# START OF Extracted records
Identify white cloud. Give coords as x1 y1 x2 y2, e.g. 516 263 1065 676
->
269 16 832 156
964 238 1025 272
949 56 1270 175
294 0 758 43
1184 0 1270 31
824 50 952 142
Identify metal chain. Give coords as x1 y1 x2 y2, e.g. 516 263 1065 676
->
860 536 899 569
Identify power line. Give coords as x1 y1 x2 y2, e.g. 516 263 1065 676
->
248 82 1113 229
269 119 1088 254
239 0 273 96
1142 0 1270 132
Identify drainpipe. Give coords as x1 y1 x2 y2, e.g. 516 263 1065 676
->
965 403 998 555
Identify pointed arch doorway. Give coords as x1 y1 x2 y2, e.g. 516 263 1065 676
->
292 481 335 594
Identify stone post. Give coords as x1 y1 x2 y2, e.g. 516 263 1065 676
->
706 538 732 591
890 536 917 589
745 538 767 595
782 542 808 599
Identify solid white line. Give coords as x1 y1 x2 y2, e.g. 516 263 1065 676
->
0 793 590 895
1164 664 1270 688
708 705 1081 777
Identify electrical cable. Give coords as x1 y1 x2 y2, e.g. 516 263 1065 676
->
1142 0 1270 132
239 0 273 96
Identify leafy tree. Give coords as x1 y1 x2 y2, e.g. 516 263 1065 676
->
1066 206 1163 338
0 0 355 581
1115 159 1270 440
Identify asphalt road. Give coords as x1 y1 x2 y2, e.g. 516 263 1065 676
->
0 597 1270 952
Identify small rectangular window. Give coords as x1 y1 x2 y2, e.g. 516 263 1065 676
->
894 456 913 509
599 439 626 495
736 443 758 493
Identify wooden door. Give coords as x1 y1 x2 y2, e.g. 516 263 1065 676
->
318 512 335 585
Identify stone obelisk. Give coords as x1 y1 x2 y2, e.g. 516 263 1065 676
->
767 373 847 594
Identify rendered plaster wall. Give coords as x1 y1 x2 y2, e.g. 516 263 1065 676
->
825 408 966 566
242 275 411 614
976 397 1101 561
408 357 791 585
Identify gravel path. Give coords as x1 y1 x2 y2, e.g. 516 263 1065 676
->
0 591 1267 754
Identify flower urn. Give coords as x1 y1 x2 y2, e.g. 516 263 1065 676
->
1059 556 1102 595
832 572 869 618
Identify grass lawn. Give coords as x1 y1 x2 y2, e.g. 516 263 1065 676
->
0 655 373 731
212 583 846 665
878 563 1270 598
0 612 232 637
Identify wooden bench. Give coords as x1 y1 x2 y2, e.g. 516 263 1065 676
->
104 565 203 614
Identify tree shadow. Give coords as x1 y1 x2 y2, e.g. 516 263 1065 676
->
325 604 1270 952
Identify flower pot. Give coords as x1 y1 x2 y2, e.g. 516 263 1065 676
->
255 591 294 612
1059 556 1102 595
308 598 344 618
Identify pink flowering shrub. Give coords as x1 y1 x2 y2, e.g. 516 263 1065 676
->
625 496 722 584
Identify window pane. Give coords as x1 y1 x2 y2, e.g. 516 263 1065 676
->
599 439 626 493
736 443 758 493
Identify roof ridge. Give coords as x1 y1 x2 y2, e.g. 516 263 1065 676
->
# END OF Extracted records
*Goal*: Write out the records again from the line with "Identify wooden bench." through the end of the records, requests included, and shift every box coordinate in the answers by -146. Leave the requests and their sample coordinates unchanged.

*The answer*:
Identify wooden bench. Give coords as x1 y1 x2 y2, e.g. 516 263 1065 676
->
-42 419 57 468
Identify tree shadow. Give coords as x1 y1 x2 y2, e.g. 516 263 1065 676
->
179 458 1124 806
Identify flower pot. Give coords as x1 y1 x2 y2, e.g. 516 263 1065 676
->
109 445 148 466
913 410 956 449
162 452 198 472
Identify pink flowering shrub. Give coords as x1 y1 x2 y2, e.g. 516 263 1065 676
->
479 350 576 438
Identify window pane. Give coords as x1 y1 x2 y2, e.g. 516 263 1065 676
->
453 293 480 347
590 297 612 347
Identify roof ridge. Give coords as x1 y1 x2 y2, e.g. 516 263 1065 676
->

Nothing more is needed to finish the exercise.